Question

If $p$ and $q$ are non-zero real numbers and ${\alpha }^3+{\beta }^3=-p,\alpha \beta =q,$ then a quadratic equation whose roots are $\frac{{\alpha }^2}{\beta },\frac{{\beta }^2}{\alpha }is:$

• A. $p{x}^2-qx+p^2=0$
• B. $q{x}^2+px+q^2=0$
• C. $p{x}^2+qx+p^2=0$
• D. $q{x}^2-px+q^2=0$

Answer 1

Answer: (B)

Given ${\alpha }^3+{\beta }^3=-pand\alpha \beta =q$
Let $\frac{{\alpha }^2}{\beta }and\frac{{\beta }^2}{\alpha }$ be the root of required quadratic equation.
So, $\frac{{\alpha }^2}{\beta }+\frac{{\beta }^2}{\alpha }=\frac{{\alpha }^3+{\beta }^3}{\alpha \beta }=\frac{-p}{q}$
and $\frac{{\alpha }^2}{\beta }\times \frac{{\beta }^2}{\alpha }=\alpha \beta =q$
Hence, required quadratic equation is
$x^2-\left(\frac{-p}{q}\right)x+q=0$
$\Rightarrow x^2+\frac{p}{q}x+q=0\Rightarrow q{x}^2+px+q^2=0$

**Description of the task**
Write out the quadratic equation problem word for word, starting at "If $p$ and $q$" and ending at "Answer: (B)". The data that come next are drawn from a separate source.

**Excerpts from a pointing dataset**
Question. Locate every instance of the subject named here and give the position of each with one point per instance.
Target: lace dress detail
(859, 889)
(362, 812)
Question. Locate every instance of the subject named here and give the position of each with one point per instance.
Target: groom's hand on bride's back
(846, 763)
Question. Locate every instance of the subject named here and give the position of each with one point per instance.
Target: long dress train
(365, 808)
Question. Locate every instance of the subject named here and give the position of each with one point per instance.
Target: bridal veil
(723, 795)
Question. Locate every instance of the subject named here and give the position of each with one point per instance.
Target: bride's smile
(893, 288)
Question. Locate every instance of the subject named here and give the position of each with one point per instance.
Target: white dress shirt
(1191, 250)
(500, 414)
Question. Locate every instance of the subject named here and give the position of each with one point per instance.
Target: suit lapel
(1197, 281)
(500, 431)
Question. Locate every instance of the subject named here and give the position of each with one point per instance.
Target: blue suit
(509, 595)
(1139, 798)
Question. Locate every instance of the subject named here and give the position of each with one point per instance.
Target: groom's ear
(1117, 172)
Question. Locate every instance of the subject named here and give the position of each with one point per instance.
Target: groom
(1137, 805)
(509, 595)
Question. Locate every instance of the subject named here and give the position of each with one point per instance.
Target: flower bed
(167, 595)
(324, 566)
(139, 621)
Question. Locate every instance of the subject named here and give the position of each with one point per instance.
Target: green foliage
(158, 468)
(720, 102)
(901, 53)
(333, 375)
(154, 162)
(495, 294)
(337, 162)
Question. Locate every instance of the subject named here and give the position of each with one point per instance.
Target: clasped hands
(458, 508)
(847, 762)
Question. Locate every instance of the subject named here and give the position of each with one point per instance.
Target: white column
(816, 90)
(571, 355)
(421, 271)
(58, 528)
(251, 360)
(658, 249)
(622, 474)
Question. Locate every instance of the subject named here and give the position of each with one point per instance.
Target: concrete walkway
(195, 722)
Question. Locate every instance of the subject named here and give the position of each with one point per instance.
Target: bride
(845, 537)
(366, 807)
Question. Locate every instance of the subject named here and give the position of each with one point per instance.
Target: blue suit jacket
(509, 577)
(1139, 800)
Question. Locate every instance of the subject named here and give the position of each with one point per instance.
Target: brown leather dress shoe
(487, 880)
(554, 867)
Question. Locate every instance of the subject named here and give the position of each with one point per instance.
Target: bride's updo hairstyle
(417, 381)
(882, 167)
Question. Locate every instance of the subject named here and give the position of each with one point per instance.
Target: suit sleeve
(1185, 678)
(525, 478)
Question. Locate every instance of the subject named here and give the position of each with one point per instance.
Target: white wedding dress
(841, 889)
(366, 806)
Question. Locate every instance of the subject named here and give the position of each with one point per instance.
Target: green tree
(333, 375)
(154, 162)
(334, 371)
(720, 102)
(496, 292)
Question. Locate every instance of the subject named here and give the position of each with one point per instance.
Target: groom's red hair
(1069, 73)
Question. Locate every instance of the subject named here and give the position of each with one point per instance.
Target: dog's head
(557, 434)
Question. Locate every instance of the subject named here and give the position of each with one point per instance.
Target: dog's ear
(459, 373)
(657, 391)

* * *

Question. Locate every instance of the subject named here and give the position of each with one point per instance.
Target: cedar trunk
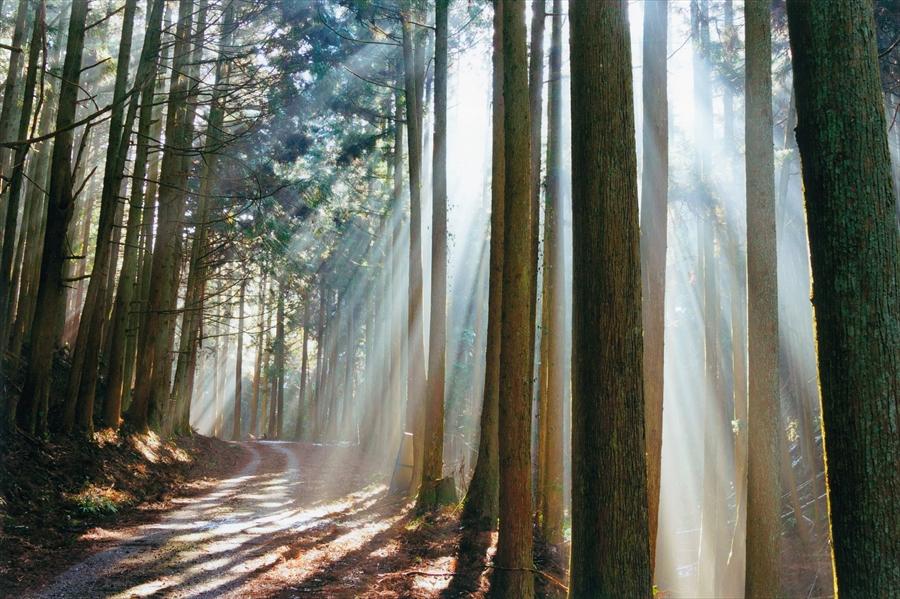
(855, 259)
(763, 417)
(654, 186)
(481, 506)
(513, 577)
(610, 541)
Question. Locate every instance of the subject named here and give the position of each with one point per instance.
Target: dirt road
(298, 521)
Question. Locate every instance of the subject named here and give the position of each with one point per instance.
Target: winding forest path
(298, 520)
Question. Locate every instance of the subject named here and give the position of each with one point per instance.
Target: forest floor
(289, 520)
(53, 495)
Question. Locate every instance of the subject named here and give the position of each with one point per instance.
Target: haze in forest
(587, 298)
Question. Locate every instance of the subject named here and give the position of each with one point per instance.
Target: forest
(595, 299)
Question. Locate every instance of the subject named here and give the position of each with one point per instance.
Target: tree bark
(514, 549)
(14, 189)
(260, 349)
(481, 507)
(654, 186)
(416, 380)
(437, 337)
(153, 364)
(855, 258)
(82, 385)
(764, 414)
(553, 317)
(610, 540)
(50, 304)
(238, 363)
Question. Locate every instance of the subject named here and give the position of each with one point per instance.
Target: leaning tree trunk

**Answer**
If $p$ and $q$ are non-zero real numbers and ${\alpha }^3+{\beta }^3=-p,\alpha \beta =q,$ then a quadratic equation whose roots are $\frac{{\alpha }^2}{\beta },\frac{{\beta }^2}{\alpha }is:$

• A. $p{x}^2-qx+p^2=0$
• B. $q{x}^2+px+q^2=0$
• C. $p{x}^2+qx+p^2=0$
• D. $q{x}^2-px+q^2=0$

Answer 1

Answer: (B)